Aim of the exercise –
Beginning with the line that contains "Spot the white soccer cleat, then" in the material below, print each line exactly until the line that contains "Spot the blurred" has been printed, then stop.

Supplied material below:

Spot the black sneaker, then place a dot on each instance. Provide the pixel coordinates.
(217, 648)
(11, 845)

End of Supplied material.
Supplied material below:

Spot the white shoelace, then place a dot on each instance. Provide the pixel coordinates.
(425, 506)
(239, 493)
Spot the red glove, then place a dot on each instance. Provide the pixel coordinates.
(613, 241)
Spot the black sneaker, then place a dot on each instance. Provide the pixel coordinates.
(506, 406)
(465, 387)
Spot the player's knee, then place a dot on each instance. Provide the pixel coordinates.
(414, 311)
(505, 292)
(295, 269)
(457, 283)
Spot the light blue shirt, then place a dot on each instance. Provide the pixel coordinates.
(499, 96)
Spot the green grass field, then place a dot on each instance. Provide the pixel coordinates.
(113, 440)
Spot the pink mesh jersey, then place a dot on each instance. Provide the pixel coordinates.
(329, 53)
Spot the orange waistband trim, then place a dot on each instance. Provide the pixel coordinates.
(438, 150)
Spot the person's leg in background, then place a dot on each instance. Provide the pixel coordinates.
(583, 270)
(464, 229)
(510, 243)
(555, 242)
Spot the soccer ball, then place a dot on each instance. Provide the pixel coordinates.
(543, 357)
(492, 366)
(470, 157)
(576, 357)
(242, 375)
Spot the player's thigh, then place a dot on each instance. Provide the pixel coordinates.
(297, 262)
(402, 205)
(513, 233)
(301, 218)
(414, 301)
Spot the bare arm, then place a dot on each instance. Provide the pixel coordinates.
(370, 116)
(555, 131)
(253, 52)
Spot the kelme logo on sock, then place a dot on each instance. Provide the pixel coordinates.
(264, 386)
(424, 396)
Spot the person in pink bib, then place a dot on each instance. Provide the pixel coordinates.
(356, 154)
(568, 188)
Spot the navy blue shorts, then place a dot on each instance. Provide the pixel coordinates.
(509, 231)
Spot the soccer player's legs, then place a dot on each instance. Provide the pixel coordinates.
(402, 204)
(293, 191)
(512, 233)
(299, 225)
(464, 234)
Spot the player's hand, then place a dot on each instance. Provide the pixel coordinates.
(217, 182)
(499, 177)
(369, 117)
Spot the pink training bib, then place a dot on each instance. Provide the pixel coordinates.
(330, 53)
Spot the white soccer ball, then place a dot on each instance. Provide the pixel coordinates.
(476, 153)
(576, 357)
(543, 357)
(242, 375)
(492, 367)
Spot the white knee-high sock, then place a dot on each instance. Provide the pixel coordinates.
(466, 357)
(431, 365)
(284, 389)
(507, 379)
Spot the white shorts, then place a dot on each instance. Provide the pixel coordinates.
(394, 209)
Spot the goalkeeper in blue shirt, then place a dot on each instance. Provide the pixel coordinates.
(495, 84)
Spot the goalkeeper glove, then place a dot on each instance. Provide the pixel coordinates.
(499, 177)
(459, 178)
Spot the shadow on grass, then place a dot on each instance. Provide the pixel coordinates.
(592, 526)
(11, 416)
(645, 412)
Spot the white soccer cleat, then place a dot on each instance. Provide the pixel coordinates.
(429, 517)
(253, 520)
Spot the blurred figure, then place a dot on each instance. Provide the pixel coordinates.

End of Supplied material.

Reply to the task –
Spot the white soccer cleat, then place a dot on each instance. Provide the pixel coordinates.
(429, 517)
(253, 520)
Spot the blurred figure, then place a dot on each instance. Provide the pixel coordinates.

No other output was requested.